BEGIN SELECTED TEXT

Finding “the answer” is an endless search. Have you noticed how through the decades we have searched for “the answer” to defeat aging? No, ladies, I am not picking on you. We men are just as vain about addressing baldness or eliminating love handles and stomach flab. The desire for youthful facial looks is just a convenient illustration.
When people are genuinely concerned about survival needs, they are less concerned about physical appearance. Affluence often expresses itself in “looking younger than I am.” Each decade discovers “the answer.” “This cream or this foundation eliminates fine lines.” “This technology takes years off your face.” “This surgery defies age!” After all, “you deserve this.”
There is always “the answer.” The problem is that “the answer” always changes. I can remember when the answer was penicillin, or D.D.T., or the polio vaccine, or pre-merge chemicals, or selective weed-killers, or radiation, or etc. Unfortunately, (a) “the answer” has unanticipated consequences, or (b) “the answer” is not as effective as was hoped, or (c) “the answer” is too expensive to address the need. Then there is the problem of new needs and new villains.

END SELECTED TEXT
BEGIN LISTED ENTRIES

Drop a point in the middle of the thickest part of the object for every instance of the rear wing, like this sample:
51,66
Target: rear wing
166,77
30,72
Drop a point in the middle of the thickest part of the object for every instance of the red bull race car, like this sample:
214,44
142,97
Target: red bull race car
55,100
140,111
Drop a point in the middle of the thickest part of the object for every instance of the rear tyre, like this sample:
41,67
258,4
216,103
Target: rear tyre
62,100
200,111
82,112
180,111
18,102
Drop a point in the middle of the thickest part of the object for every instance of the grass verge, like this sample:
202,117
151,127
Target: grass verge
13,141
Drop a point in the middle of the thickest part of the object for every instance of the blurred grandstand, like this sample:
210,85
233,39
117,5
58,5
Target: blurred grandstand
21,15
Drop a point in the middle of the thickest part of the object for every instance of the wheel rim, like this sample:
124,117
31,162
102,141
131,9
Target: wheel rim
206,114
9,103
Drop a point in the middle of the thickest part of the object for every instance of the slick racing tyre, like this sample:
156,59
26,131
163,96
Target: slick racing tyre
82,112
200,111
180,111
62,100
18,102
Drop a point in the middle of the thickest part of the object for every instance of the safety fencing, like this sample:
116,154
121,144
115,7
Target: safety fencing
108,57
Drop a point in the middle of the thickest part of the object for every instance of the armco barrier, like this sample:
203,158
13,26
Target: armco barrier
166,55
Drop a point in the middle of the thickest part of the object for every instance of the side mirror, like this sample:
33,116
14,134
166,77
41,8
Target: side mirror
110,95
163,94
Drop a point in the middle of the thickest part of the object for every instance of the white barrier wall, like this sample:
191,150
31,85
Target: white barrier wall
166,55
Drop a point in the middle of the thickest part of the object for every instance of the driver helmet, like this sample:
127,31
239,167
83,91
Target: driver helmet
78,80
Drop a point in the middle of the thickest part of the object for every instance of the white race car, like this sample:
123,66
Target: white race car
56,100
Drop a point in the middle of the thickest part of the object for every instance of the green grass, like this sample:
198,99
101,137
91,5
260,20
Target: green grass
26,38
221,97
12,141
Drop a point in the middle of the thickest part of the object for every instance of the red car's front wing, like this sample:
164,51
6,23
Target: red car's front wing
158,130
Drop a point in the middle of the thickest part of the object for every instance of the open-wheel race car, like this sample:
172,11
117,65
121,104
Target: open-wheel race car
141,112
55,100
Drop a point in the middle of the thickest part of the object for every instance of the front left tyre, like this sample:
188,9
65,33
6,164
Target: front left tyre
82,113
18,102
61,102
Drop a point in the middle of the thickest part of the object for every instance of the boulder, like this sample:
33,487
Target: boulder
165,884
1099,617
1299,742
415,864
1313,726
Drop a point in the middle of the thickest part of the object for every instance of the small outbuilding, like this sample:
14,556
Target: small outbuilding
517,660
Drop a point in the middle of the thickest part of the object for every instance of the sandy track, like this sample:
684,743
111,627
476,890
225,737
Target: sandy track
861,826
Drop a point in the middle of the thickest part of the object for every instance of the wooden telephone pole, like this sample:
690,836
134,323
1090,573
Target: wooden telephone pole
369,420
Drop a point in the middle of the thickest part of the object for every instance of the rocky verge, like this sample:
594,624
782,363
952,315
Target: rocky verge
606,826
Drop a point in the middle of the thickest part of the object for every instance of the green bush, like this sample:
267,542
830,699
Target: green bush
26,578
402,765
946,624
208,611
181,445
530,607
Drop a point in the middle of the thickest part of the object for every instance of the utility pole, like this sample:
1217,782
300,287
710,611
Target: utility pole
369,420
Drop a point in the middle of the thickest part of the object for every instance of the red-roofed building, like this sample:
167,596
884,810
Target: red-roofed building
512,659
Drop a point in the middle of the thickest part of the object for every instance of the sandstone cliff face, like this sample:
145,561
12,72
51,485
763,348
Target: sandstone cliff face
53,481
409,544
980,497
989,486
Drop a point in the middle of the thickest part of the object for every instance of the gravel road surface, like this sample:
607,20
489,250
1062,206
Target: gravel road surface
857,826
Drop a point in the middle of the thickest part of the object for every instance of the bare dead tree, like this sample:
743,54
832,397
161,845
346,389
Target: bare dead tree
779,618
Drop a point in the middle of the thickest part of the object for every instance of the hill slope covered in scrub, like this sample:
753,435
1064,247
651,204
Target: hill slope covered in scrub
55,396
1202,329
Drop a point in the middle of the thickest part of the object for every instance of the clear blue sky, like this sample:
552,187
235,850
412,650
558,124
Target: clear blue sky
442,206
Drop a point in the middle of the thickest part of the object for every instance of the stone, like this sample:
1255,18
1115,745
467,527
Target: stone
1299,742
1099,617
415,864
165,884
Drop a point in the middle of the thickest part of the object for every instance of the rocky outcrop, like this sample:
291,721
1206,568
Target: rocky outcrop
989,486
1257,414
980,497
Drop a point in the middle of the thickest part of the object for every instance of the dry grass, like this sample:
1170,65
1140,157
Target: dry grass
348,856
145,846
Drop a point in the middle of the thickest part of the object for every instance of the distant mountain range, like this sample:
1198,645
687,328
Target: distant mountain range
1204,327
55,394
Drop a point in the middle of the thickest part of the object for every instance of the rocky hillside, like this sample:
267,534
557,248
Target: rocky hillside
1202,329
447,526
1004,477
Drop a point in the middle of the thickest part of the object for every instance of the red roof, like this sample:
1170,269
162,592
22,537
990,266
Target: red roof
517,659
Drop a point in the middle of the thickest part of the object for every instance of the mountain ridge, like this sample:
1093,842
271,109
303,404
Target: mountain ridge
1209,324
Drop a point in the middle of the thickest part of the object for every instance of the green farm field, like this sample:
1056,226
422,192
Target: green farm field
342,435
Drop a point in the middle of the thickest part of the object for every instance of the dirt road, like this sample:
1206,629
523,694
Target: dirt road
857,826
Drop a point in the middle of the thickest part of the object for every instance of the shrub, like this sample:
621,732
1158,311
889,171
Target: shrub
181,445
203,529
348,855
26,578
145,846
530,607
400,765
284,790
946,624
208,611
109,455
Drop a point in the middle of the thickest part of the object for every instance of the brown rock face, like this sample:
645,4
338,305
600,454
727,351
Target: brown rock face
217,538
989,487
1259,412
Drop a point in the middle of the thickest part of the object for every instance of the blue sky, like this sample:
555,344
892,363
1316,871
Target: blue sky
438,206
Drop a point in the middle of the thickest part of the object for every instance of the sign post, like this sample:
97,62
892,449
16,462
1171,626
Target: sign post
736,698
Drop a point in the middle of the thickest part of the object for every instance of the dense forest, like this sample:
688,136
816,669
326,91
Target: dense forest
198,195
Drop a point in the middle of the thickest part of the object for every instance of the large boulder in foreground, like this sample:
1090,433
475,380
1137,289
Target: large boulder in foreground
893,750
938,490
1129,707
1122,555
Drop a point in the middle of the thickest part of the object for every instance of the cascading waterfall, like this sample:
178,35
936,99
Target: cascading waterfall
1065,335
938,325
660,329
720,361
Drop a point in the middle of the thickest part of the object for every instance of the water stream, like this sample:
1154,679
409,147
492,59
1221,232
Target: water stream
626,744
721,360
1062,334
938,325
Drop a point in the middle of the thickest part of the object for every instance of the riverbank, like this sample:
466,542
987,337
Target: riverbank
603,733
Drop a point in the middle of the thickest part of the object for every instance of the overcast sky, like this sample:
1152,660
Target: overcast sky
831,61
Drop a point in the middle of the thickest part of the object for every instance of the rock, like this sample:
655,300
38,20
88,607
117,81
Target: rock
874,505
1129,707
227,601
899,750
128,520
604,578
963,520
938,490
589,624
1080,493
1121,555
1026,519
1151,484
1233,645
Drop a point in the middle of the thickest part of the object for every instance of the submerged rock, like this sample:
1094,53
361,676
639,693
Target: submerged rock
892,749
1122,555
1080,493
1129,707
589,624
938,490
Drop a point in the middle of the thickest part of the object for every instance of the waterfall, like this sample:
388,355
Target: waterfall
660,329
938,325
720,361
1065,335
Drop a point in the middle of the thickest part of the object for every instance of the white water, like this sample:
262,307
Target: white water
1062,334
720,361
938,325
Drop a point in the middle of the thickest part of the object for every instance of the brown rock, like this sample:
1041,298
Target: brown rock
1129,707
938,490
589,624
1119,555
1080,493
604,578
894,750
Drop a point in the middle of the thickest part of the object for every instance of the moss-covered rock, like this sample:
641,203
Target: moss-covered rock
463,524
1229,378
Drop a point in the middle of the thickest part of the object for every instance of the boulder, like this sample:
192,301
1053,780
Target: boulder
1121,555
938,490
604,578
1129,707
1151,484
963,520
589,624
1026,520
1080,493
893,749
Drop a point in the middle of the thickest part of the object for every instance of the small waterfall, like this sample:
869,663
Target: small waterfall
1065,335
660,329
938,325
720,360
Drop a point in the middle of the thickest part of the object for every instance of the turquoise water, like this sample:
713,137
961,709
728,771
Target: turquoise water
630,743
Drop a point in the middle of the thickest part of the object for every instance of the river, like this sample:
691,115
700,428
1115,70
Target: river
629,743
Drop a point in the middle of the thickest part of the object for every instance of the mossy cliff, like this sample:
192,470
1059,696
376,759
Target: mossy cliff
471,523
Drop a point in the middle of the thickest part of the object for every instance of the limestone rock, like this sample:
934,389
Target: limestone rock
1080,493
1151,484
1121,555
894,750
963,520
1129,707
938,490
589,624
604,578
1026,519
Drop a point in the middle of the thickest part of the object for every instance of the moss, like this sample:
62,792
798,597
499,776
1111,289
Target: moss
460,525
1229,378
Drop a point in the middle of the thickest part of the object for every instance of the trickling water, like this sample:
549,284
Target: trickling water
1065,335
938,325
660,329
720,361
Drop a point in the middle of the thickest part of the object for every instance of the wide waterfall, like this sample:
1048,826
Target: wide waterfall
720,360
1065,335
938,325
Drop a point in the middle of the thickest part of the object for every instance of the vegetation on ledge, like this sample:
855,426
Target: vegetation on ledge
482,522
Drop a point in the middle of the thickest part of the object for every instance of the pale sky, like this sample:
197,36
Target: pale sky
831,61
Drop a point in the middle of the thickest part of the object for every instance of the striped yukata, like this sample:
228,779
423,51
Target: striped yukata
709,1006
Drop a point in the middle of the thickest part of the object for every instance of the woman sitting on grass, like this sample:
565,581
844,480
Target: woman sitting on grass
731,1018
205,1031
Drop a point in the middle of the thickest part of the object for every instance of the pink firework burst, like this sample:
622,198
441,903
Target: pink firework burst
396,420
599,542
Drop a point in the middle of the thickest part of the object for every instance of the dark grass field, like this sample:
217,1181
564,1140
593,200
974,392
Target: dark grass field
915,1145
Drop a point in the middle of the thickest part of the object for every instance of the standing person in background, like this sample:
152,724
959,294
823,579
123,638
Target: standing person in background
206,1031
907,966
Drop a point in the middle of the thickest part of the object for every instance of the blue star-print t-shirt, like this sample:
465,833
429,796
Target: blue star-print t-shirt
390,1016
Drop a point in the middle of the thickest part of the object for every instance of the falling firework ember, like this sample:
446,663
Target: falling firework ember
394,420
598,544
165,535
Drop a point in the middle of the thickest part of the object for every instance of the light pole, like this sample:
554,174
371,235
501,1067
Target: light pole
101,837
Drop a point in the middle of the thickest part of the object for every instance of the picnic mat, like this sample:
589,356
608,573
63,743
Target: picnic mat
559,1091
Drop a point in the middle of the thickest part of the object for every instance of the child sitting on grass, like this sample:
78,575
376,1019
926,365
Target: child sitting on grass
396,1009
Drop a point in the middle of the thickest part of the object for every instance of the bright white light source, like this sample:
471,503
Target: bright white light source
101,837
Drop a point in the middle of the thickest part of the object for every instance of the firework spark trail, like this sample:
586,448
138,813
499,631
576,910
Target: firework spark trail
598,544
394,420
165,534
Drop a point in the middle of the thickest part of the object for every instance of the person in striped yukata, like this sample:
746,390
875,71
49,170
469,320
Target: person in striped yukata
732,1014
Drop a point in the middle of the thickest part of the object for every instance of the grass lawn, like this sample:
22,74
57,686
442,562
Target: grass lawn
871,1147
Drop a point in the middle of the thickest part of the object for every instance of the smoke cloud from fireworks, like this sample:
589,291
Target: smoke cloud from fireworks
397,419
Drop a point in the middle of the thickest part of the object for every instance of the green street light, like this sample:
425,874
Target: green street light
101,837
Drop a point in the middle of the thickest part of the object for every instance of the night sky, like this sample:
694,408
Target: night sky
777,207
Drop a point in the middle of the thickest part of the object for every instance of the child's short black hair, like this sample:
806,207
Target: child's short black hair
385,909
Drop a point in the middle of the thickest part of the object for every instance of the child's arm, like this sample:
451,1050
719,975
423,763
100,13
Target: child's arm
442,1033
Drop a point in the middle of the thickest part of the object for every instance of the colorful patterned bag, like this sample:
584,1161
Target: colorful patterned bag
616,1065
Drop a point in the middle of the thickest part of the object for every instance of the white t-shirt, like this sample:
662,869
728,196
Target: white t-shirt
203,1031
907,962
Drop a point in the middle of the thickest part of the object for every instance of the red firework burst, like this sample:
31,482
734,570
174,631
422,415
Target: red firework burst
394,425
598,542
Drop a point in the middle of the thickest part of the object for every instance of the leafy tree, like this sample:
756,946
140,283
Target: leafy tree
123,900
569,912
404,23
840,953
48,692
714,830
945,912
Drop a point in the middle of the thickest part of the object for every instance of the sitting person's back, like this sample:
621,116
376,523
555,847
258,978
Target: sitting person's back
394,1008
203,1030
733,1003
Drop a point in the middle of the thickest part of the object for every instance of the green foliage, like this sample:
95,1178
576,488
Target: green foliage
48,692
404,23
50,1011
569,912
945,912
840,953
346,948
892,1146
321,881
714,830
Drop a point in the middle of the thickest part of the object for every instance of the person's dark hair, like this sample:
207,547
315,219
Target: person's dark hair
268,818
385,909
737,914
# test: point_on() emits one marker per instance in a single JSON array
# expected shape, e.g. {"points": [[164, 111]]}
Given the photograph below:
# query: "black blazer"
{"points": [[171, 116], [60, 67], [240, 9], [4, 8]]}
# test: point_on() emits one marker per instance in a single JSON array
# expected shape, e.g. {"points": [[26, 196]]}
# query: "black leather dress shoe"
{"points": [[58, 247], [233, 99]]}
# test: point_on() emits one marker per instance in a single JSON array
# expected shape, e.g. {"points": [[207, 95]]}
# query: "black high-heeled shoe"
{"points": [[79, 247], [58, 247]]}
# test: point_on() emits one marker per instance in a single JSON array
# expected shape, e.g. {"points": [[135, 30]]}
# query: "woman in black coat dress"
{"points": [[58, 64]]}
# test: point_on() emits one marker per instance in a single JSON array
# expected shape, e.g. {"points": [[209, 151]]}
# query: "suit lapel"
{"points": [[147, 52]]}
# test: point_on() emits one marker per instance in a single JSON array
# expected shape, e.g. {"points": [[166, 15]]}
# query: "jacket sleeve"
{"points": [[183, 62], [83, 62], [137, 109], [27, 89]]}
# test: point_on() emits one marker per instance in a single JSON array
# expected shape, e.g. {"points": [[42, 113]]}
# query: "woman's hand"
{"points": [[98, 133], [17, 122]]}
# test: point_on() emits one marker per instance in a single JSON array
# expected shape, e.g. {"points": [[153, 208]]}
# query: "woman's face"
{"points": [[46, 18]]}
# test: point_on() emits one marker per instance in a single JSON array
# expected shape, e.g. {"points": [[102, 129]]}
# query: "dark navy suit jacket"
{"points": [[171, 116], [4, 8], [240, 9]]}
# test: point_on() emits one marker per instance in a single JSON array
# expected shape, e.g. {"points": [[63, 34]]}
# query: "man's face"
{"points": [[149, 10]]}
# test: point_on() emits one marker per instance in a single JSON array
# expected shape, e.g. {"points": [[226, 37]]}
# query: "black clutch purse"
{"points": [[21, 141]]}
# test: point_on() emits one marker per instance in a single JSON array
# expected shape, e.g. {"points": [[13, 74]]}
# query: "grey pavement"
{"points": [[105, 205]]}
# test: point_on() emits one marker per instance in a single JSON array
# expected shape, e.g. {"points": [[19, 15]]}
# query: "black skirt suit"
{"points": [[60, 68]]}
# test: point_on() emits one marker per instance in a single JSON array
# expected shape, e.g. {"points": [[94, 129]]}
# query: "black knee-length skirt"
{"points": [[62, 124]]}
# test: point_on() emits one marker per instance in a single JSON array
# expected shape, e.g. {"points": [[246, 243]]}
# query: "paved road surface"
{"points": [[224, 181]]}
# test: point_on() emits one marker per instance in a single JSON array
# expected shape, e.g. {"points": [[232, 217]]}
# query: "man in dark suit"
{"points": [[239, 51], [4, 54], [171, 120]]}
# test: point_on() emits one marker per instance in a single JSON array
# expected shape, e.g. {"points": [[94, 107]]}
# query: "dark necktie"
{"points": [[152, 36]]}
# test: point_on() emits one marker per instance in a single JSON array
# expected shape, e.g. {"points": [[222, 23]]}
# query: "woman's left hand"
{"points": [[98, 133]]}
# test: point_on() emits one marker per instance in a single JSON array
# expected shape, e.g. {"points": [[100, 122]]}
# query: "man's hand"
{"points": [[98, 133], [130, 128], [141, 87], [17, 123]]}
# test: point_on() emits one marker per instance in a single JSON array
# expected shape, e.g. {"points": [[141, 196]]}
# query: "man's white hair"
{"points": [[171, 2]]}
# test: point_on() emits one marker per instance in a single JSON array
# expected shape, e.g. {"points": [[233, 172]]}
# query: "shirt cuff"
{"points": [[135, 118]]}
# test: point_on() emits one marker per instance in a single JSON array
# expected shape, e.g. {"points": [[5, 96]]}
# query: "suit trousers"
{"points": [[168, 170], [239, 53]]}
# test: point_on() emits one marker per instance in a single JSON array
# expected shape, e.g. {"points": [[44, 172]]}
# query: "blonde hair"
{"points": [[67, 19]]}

END LISTED ENTRIES

> **YOUR TASKS**
a - Answer these questions from the passage about the search for "the answer."
(i) Which concerns about appearance does the passage name for men?
(ii) When are people less concerned about physical appearance?
(iii) What three problems with "the answer" does the passage list?
b - Carry on the passage about the search for "the answer," starting after its final sentence.
The entries above are not needed here.

> **ANSWERS TO THE EXERCISES**
a -
(i) Baldness, love handles, and stomach flab.
(ii) When they are genuinely concerned about survival needs.
(iii) It has unanticipated consequences, it is not as effective as was hoped, or it is too expensive to address the need.

b -
We still die (no matter how young we look), we still get sick (no matter what we eat), and we feel miserable (no matter what we accumulate). Our answer is never “the answer.” Just today I heard the population explosion is not the result of people living longer, but the result of children living to adulthood.
Could it be “the answer” is not what we find, but what we are? Could it be what is beyond death not what is before death?